◆ Provided entries ◆
● ● ● ● ● ● ●
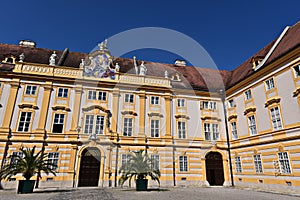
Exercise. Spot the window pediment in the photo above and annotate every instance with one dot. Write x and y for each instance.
(28, 105)
(249, 110)
(61, 107)
(272, 101)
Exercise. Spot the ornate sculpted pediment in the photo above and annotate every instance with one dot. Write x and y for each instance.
(98, 63)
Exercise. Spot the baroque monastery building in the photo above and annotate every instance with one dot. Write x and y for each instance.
(88, 111)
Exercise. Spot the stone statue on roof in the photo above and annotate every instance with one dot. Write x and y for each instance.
(52, 59)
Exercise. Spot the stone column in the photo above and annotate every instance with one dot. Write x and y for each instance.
(14, 86)
(76, 109)
(142, 97)
(44, 108)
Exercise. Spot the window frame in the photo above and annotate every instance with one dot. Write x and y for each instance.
(25, 122)
(64, 92)
(284, 163)
(59, 122)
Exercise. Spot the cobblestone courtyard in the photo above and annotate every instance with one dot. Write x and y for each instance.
(190, 193)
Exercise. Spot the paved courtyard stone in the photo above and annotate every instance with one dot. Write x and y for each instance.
(177, 193)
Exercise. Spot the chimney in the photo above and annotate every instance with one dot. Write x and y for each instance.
(180, 62)
(27, 43)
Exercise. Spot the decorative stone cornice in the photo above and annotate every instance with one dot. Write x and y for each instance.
(93, 107)
(250, 109)
(129, 112)
(28, 105)
(61, 107)
(182, 116)
(154, 114)
(230, 117)
(207, 117)
(296, 92)
(272, 101)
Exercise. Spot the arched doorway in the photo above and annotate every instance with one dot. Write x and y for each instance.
(89, 167)
(214, 168)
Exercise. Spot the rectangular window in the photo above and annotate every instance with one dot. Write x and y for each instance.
(284, 162)
(276, 120)
(181, 130)
(58, 124)
(211, 132)
(238, 164)
(231, 103)
(127, 127)
(24, 122)
(297, 71)
(92, 95)
(102, 96)
(234, 130)
(154, 128)
(248, 95)
(154, 100)
(129, 98)
(94, 124)
(270, 84)
(14, 157)
(183, 165)
(180, 103)
(154, 162)
(252, 125)
(258, 164)
(31, 90)
(125, 159)
(209, 105)
(53, 158)
(63, 92)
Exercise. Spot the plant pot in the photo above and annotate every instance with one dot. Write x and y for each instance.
(141, 184)
(25, 186)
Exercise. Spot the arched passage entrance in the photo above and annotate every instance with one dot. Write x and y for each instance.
(89, 167)
(214, 168)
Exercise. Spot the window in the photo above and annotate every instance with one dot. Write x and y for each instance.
(234, 130)
(248, 95)
(154, 162)
(252, 125)
(92, 95)
(211, 131)
(31, 89)
(180, 103)
(127, 127)
(257, 164)
(63, 92)
(24, 122)
(53, 158)
(238, 164)
(125, 159)
(181, 130)
(297, 71)
(14, 156)
(102, 96)
(154, 100)
(183, 165)
(231, 103)
(58, 123)
(211, 105)
(94, 124)
(276, 120)
(129, 98)
(284, 162)
(154, 128)
(270, 84)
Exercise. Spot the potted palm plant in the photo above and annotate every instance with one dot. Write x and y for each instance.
(139, 167)
(28, 163)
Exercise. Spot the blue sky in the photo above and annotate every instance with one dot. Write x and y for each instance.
(230, 31)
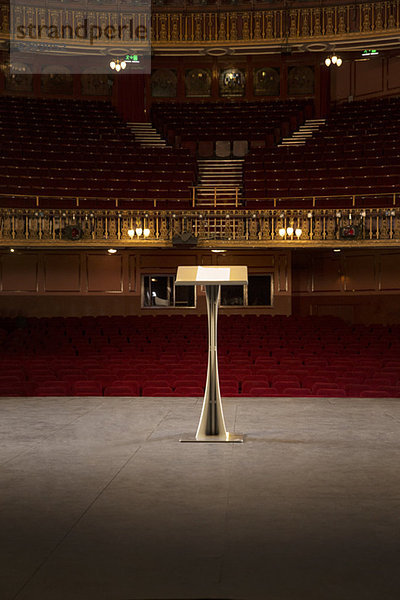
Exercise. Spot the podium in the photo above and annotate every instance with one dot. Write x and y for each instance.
(211, 426)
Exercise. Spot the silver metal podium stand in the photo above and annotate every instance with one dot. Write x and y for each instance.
(211, 426)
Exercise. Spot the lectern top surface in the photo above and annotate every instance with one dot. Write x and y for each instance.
(210, 275)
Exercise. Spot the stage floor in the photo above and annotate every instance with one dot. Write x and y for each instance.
(100, 501)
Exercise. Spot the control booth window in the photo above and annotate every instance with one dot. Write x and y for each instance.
(258, 292)
(159, 291)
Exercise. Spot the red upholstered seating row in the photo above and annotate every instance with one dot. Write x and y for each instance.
(71, 149)
(167, 356)
(357, 151)
(264, 122)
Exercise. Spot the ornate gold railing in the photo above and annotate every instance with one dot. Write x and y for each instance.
(236, 228)
(211, 26)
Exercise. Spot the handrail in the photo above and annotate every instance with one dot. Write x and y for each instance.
(208, 25)
(393, 199)
(231, 228)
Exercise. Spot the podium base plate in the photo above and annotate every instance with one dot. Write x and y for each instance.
(232, 438)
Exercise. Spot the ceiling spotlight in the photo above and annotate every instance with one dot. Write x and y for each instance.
(334, 59)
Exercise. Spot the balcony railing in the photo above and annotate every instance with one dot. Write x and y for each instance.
(205, 228)
(210, 25)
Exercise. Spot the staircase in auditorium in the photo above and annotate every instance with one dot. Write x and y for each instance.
(146, 135)
(305, 132)
(220, 183)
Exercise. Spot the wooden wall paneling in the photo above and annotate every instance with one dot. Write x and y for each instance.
(360, 273)
(341, 80)
(260, 260)
(133, 283)
(170, 260)
(62, 272)
(301, 273)
(389, 271)
(393, 73)
(282, 275)
(325, 274)
(369, 77)
(104, 273)
(20, 272)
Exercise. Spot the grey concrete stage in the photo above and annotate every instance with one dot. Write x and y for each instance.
(99, 500)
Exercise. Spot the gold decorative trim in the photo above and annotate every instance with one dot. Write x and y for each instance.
(211, 27)
(226, 229)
● ● ● ● ● ● ●
◆ Task requirements ◆
Reproduce each entry precisely. Leave the pictures out.

◆ Task answer ◆
Exercise. Spot the window pediment in the photo above and annotate every instance with one dot. Write x and y for each instance.
(28, 105)
(249, 110)
(61, 107)
(272, 101)
Exercise. Spot the ornate sculpted pediment in the photo above and annotate every instance with one dot. Write x and y for each instance.
(98, 63)
Exercise. Spot the baroque monastery building in the photo above and annotate every instance with one dot. Write x and y for each instance.
(88, 111)
Exercise. Spot the stone statue on roof in the photo above and annotate every instance with one dot. Write x and y for each instance.
(52, 59)
Exercise. Spot the stone column in the photo above and annotate every instance with one dot. Write x and y for each instance.
(14, 86)
(76, 109)
(142, 97)
(44, 108)
Exercise. Spot the window frame in the photo above and annotate every instance with one dot. Write x and y for each instance.
(25, 122)
(64, 92)
(284, 163)
(59, 122)
Exercise. Spot the cobblestone courtyard in the photo above and annotate every instance with one dot. Write x and y for each instance.
(190, 193)
Exercise. Spot the paved courtyard stone in the photo above and annotate every instance with one dot. Write x and y for each instance.
(177, 193)
Exercise. Spot the chimney in the photo above and annotate every instance with one dot. Write x and y for each instance.
(180, 62)
(27, 43)
Exercise. Spot the decorative stone cornice in the photo above and annotate every instance with one dot. Write x and y for each instance.
(93, 107)
(250, 109)
(129, 112)
(28, 105)
(61, 107)
(182, 116)
(154, 114)
(230, 117)
(207, 117)
(296, 92)
(272, 101)
Exercise. Spot the arched doorway in the photo above and annotate every instance with one dot. Write x and y for each instance.
(89, 167)
(214, 168)
Exercise. Spot the rectangular window in the photo above and annotate every instance with one dot. Write x and y for each instance.
(284, 162)
(276, 120)
(181, 130)
(58, 124)
(211, 132)
(238, 164)
(231, 103)
(127, 127)
(24, 122)
(297, 71)
(92, 95)
(102, 96)
(234, 130)
(154, 128)
(248, 95)
(154, 100)
(129, 98)
(94, 124)
(270, 84)
(14, 157)
(183, 165)
(180, 103)
(154, 162)
(252, 125)
(258, 164)
(31, 90)
(125, 159)
(209, 105)
(53, 158)
(63, 92)
Exercise. Spot the plant pot in the photo above and annotate every instance with one dot. Write x and y for each instance.
(141, 184)
(25, 186)
Exercise. Spot the arched passage entrance in the photo above and annotate every instance with one dot. Write x and y for each instance.
(89, 167)
(214, 168)
Exercise. Spot the window in the photo above and annotate every instance with one dot. Write x and y for each instance.
(234, 130)
(248, 95)
(154, 162)
(252, 125)
(92, 95)
(211, 131)
(31, 89)
(180, 103)
(127, 127)
(257, 164)
(63, 92)
(24, 122)
(53, 158)
(238, 164)
(125, 159)
(181, 130)
(297, 71)
(14, 156)
(102, 96)
(154, 100)
(183, 165)
(231, 103)
(58, 123)
(211, 105)
(94, 124)
(276, 120)
(129, 98)
(284, 162)
(154, 128)
(270, 84)
Exercise. Spot the potted palm plant in the photo above and annotate every instance with one dot. Write x and y for each instance.
(139, 167)
(28, 163)
Exercise. Spot the blue sky in the photo above and annotate every instance with one dot. Write x and y for each instance.
(230, 31)
Exercise. Spot the podium in the photo above and annotate every instance with one dot. Write x and y for each instance.
(211, 426)
Exercise. Spot the silver metal podium stand in the photo above and annotate every instance with one dot. Write x and y for each instance.
(211, 426)
Exercise. Spot the lectern top surface in the photo above and annotate every instance with one dot. Write x and y for each instance.
(210, 275)
Exercise. Spot the stage floor in the photo above and annotate every instance with one dot. Write x and y for each instance.
(100, 501)
Exercise. Spot the control booth window in the photo above and annotate every instance with one dot. Write x and y for each instance.
(258, 292)
(159, 291)
Exercise. Spot the red upholstered seating row in the photo above and annotate every instance with one dot. Write x and y for each instance.
(71, 149)
(167, 356)
(357, 151)
(264, 122)
Exercise. Spot the ornate gold railing in the photo above and annotate every instance with one dot. Write x and y for each instance.
(236, 228)
(211, 26)
Exercise. Spot the handrail in the photo above and annotate every instance with one dot. Write x and y for each instance.
(208, 25)
(393, 199)
(231, 228)
Exercise. Spot the podium base plate in the photo above and annotate every instance with one dot. Write x and y for each instance.
(232, 438)
Exercise. Spot the ceiling spotlight in the photo above and annotate every instance with one dot. Write x and y for each instance.
(334, 59)
Exercise. Spot the balcony railing in the photo above and annotate every instance with one dot. Write x and y for each instance.
(205, 228)
(210, 25)
Exercise. Spot the staircase in auditorium in the photo above and annotate every instance with one dot. Write x and y for each instance.
(146, 135)
(305, 132)
(220, 183)
Exercise. Spot the wooden wall paneling in the photo above and annotate every instance with one dot. Write x and y for each instance.
(360, 273)
(341, 80)
(260, 260)
(133, 283)
(170, 260)
(62, 272)
(301, 273)
(389, 271)
(393, 73)
(282, 275)
(325, 274)
(369, 77)
(104, 273)
(20, 272)
Exercise. Spot the grey concrete stage in the photo above and annotate every instance with one dot. Write x and y for each instance.
(99, 500)
Exercise. Spot the gold decorative trim in the photo above and annotate every instance with one dot. Write x and y for each instance.
(211, 27)
(226, 229)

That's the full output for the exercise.